*TASKS FOR THIS EXERCISE*:
1. Name every quality that the DuckDB pipeline reference says makes the spatial SQL deterministic.
2. Reproduce the DuckDB pipeline reference word for word from "A batch geospatial" to "a production pipeline.".

*TEXT PROVIDED*:

= = = = =

Batch Processing Pipelines for DuckDB Spatial Workloads

A batch geospatial pipeline turns a directory of source files into a derived dataset under a fixed memory and time budget, repeatably, with no interactive operator watching it run. The hard part is not the spatial SQL — it is making that SQL deterministic: bounded peak memory, predictable parallelism, controlled spill, and a clean restart story when one partition fails. This reference is part of the Python & DuckDB integration workflows guide and inherits its governing rule — Python orchestrates, DuckDB computes, and geometry crosses the boundary as zero-copy Arrow buffers — then adds the partitioning, checkpointing, and resource-guardrail discipline that distinguishes a one-off query from a production pipeline.

= = = = =

*DATA FOR REVIEW*:
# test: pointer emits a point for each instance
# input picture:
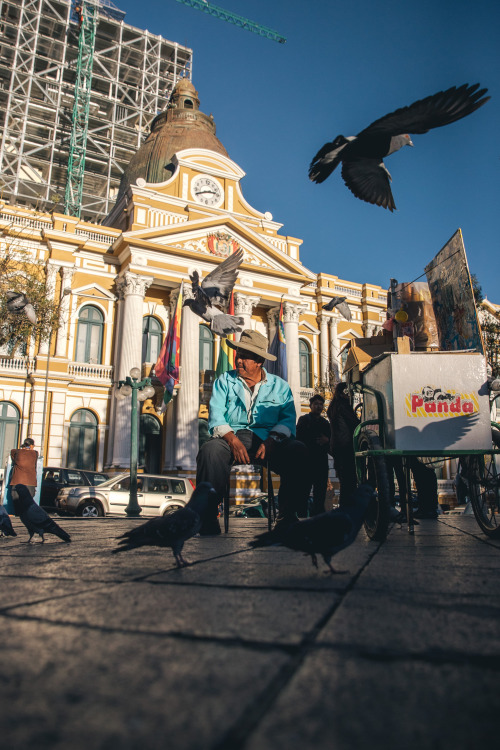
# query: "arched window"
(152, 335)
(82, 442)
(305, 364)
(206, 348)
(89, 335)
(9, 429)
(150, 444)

= = = = =

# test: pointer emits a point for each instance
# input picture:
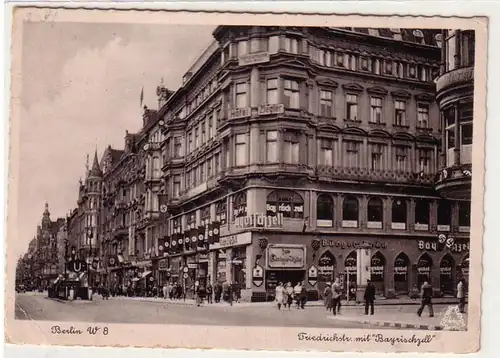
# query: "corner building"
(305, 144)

= = = = =

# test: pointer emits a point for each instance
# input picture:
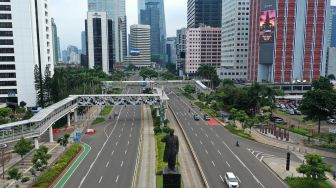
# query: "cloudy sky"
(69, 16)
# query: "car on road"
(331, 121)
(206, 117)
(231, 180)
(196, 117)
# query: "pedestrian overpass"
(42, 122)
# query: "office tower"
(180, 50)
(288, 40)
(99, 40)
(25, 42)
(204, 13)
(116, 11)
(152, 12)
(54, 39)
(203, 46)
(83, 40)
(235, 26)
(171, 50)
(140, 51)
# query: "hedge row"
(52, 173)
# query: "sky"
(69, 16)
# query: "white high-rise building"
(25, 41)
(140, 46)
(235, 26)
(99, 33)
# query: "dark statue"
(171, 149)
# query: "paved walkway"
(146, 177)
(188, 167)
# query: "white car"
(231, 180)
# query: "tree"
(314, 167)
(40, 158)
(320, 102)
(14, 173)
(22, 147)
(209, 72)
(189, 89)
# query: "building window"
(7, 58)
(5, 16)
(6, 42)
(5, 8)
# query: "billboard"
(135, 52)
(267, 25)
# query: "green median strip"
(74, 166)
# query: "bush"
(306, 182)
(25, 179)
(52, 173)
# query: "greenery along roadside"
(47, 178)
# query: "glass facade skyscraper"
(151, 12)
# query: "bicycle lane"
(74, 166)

= = = = =

*COMPLETED EXERCISE*:
1.
- Bounded peak memory
- Predictable parallelism
- Controlled spill
- A clean restart story when one partition fails

2.
A batch geospatial pipeline turns a directory of source files into a derived dataset under a fixed memory and time budget, repeatably, with no interactive operator watching it run. The hard part is not the spatial SQL — it is making that SQL deterministic: bounded peak memory, predictable parallelism, controlled spill, and a clean restart story when one partition fails. This reference is part of the Python & DuckDB integration workflows guide and inherits its governing rule — Python orchestrates, DuckDB computes, and geometry crosses the boundary as zero-copy Arrow buffers — then adds the partitioning, checkpointing, and resource-guardrail discipline that distinguishes a one-off query from a production pipeline.